What to produce
In the passage on Winslow Homer's paintings, what partly weighed down the two bathers caught in the undertow?

Provided passage
"""
Sunday, November 24, 2024

God, Blacks, and Civilization According to Winslow Homer's Paintings

“Let's go back to Homer’s view of the ocean since the ocean is important to you, and increasingly so to me?”

“Homer has many paintings of the ocean benefiting humans in various ways, as a source of beauty, recreation, work, and food. But it has a destructive side as well. The painting Undertow shows two women who were enjoying the ocean as bathers when they were caught in an undertow, in part having been weighed down by their waterlogged bathing dresses. Yet, Homer’s painting Summer Night shows two women dancing in the moonlight with the sea in the background. There is also a group of people sitting and marveling at the moon-lit sea. I believe the painting expresses Homer’s idealized vision of how life should be lived—joyfully and appreciatively. It might have been his painting that gave me the idea of appreciative awareness.”


“Did Homer talk about that?”

“Apparently he didn’t talk about his paintings at all. He wanted his paintings to speak to viewers as life spoke to him as a compassionate observer. Still, he was a philosophical painter. His philosophy of life is in his paintings.”

“About God as well, whom we once again have forgotten?”
"""
Information provided
"""
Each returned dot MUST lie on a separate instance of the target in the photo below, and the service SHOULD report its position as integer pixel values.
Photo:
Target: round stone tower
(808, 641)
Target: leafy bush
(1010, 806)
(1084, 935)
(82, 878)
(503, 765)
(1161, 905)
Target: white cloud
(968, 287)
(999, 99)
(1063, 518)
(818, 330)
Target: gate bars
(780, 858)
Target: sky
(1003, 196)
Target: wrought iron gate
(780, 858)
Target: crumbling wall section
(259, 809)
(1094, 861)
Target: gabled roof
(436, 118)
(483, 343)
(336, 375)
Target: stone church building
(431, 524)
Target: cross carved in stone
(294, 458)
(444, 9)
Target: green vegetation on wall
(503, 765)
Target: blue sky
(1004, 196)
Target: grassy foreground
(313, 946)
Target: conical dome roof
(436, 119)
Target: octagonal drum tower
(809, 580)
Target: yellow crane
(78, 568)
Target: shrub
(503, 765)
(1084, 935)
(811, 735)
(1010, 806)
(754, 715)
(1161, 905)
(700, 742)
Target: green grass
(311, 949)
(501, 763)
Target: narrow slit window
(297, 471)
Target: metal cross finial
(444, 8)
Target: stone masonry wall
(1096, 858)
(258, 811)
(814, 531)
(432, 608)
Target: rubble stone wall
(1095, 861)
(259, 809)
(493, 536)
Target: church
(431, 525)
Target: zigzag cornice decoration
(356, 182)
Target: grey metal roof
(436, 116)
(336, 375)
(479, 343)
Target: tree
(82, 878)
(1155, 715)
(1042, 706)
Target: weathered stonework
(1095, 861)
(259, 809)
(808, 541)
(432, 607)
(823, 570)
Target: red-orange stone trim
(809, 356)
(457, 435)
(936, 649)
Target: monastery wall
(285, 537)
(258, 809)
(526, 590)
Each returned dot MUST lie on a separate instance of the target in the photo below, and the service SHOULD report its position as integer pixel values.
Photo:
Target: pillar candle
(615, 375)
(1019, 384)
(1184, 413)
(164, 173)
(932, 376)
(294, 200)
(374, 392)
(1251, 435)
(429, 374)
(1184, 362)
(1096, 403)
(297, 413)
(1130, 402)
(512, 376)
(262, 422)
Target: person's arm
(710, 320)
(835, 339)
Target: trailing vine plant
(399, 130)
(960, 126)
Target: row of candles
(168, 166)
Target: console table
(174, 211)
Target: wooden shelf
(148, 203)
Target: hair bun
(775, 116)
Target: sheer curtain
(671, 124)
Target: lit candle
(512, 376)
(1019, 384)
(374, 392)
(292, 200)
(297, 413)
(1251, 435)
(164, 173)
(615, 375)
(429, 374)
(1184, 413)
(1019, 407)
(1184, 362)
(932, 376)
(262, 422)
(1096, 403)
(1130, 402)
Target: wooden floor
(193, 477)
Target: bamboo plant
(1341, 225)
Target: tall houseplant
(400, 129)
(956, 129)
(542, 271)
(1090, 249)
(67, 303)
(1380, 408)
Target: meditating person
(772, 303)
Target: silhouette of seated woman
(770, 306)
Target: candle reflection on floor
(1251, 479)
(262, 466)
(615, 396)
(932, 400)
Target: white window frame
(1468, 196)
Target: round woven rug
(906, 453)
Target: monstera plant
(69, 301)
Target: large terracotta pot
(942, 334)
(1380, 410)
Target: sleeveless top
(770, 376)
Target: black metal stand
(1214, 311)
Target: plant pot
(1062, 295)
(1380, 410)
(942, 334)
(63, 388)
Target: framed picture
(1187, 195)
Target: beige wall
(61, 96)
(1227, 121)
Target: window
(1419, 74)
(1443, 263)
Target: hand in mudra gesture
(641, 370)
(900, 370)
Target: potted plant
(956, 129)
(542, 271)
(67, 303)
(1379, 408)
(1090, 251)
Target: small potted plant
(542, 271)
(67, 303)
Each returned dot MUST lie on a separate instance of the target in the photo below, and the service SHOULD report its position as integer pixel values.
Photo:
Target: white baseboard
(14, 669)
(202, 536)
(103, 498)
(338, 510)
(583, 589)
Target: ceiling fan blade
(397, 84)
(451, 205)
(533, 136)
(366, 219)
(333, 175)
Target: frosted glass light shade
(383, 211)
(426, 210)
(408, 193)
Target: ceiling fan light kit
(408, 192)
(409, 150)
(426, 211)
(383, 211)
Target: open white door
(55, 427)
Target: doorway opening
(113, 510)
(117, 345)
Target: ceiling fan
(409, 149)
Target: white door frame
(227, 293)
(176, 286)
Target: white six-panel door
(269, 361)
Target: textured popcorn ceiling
"""
Output for this task
Their waterlogged bathing dresses.